● Erforderliche Aufgaben
[a] Um wie viel Prozent steigen die Löhne laut dem Text zum Tarifabschluss tabellenwirksam?
[b] Gib aus dem Text zum Tarifabschluss den Abschnitt zwischen „Der Abschluss überfordere“ und „ins Ausland bei.“ einschließlich wortgetreu wieder.

IG Metall-Bezirksleiter Jörg Hofmann: "Die Stimmung ist gut, das Ergebnis wird akzeptiert und wird von den Mitgliedern überwiegend positiv aufgenommen".
Bei genauer Betrachtung könne man durchaus von einem Tariferfolg sprechen. "Wir wollten Entgelterhöhungen, die einen nachdrücklichen Impuls für die Binnennachfrage möglich machen. Mit den tabellenwirksamen Lohnerhöhungen von 3 Prozent haben wir einen Schritt in diese Richtung gemacht. Auch bei der Laufzeit konnten wir die Arbeitgeber überzeugen, denn die wirtschaftlichen Entwicklungen und die drohende Mehrwertsteuererhöhung und deren Auswirkungen sind derzeit nicht einschätzbar. Wir wollten eine Neuregelung der vermögenswirksamen Leistungen, die gibt es jetzt. Außerdem ist der Fortführungstarifvertrag zum Lohnrahmen II mit Modifikationen wieder in Kraft gesetzt".

Verwundert zeigte sich der Gewerkschafter über Kritik aus dem Arbeitgeberlager an dem Abschluss: "Am Ende eines Tarifkonfliktes steht immer ein Kompromiss, das muss jedem klar sein. Es ist schon ein etwas seltsamer Stil, Ergebnisse, die man selber unterschrieben hat, später schlecht zu reden".

Der Abschluss überfordere die Unternehmen in der Metall- und Elektroindustrie keineswegs und trage auch nicht zu einer weiteren Abwanderung von Arbeits-plätzen ins Ausland bei.

● Bereitgestelltes Material
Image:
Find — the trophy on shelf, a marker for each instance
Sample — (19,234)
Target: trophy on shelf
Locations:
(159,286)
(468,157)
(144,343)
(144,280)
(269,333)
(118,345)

● Antworten je Eintrag
[a] Um 3 Prozent.

[b]
Der Abschluss überfordere die Unternehmen in der Metall- und Elektroindustrie keineswegs und trage auch nicht zu einer weiteren Abwanderung von Arbeits-plätzen ins Ausland bei.